**What this task involves:** Reproduce the material from the line containing "outline --target=fungus on" through the end of the material, switching every "bark" to "wood" and leaving all else unchanged.

**Input records:**
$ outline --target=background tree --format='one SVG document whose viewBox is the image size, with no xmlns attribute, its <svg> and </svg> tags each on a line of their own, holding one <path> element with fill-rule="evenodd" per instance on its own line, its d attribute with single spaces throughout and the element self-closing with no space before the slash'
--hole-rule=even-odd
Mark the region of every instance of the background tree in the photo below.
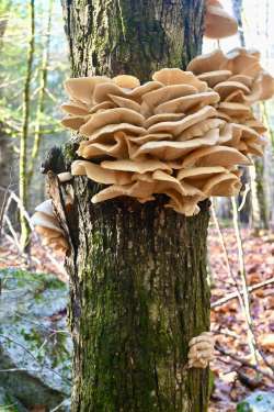
<svg viewBox="0 0 274 412">
<path fill-rule="evenodd" d="M 201 53 L 204 1 L 64 0 L 62 7 L 73 77 L 127 73 L 145 81 L 162 67 L 185 68 Z M 94 207 L 95 191 L 88 179 L 75 179 L 68 216 L 72 411 L 206 411 L 208 370 L 186 364 L 189 341 L 209 329 L 208 203 L 186 219 L 163 209 L 161 197 Z"/>
</svg>

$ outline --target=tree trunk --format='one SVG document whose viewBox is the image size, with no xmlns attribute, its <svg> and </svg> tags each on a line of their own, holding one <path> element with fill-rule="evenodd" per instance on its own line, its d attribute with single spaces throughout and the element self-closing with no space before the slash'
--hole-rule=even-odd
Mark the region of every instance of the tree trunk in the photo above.
<svg viewBox="0 0 274 412">
<path fill-rule="evenodd" d="M 30 0 L 30 42 L 27 51 L 26 62 L 26 76 L 24 81 L 23 92 L 23 124 L 20 136 L 20 160 L 19 160 L 19 194 L 20 200 L 24 208 L 27 202 L 27 137 L 28 137 L 28 123 L 30 123 L 30 110 L 31 110 L 31 79 L 33 73 L 33 60 L 34 60 L 34 44 L 35 44 L 35 5 L 34 0 Z M 31 229 L 27 220 L 25 219 L 23 210 L 20 210 L 20 225 L 21 225 L 21 238 L 20 244 L 22 250 L 24 250 L 30 242 Z"/>
<path fill-rule="evenodd" d="M 204 2 L 64 0 L 72 76 L 127 73 L 142 81 L 201 52 Z M 73 157 L 73 144 L 66 160 Z M 189 341 L 209 329 L 208 202 L 197 216 L 128 199 L 91 203 L 73 179 L 73 412 L 203 412 L 208 369 L 187 369 Z M 73 223 L 73 227 L 72 227 Z"/>
</svg>

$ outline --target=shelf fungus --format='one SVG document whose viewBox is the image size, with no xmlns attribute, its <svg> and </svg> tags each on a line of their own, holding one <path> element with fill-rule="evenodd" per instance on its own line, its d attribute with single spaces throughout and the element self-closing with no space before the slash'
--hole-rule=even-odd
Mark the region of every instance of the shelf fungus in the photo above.
<svg viewBox="0 0 274 412">
<path fill-rule="evenodd" d="M 217 0 L 206 1 L 205 36 L 208 38 L 225 38 L 238 32 L 238 23 Z"/>
<path fill-rule="evenodd" d="M 237 167 L 265 145 L 250 108 L 270 82 L 258 62 L 254 52 L 218 51 L 144 85 L 127 75 L 67 80 L 62 124 L 81 138 L 71 175 L 105 185 L 93 203 L 165 194 L 165 207 L 185 215 L 208 197 L 237 194 Z"/>
<path fill-rule="evenodd" d="M 68 243 L 64 231 L 59 226 L 57 216 L 54 213 L 50 199 L 35 208 L 32 223 L 35 226 L 35 231 L 41 235 L 44 246 L 49 246 L 56 252 L 67 250 Z"/>
<path fill-rule="evenodd" d="M 210 332 L 203 332 L 190 342 L 189 368 L 206 368 L 214 360 L 215 339 Z"/>
</svg>

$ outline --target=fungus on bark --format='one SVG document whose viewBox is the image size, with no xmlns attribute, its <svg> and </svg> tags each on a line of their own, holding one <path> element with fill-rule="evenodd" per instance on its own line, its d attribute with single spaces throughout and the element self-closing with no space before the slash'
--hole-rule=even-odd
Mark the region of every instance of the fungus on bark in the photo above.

**The completed task:**
$ outline --target=fungus on wood --format='one SVG document whose viewBox is the image size, with no xmlns attribute, its <svg> and </svg> tags each on a line of their own, holding one <path> element with fill-rule="evenodd" per instance on its own line, its d attribute with single spaces throughout and the element self-closing with no space before the slash'
--hole-rule=even-odd
Mark the region of every instance of the fungus on wood in the photo above.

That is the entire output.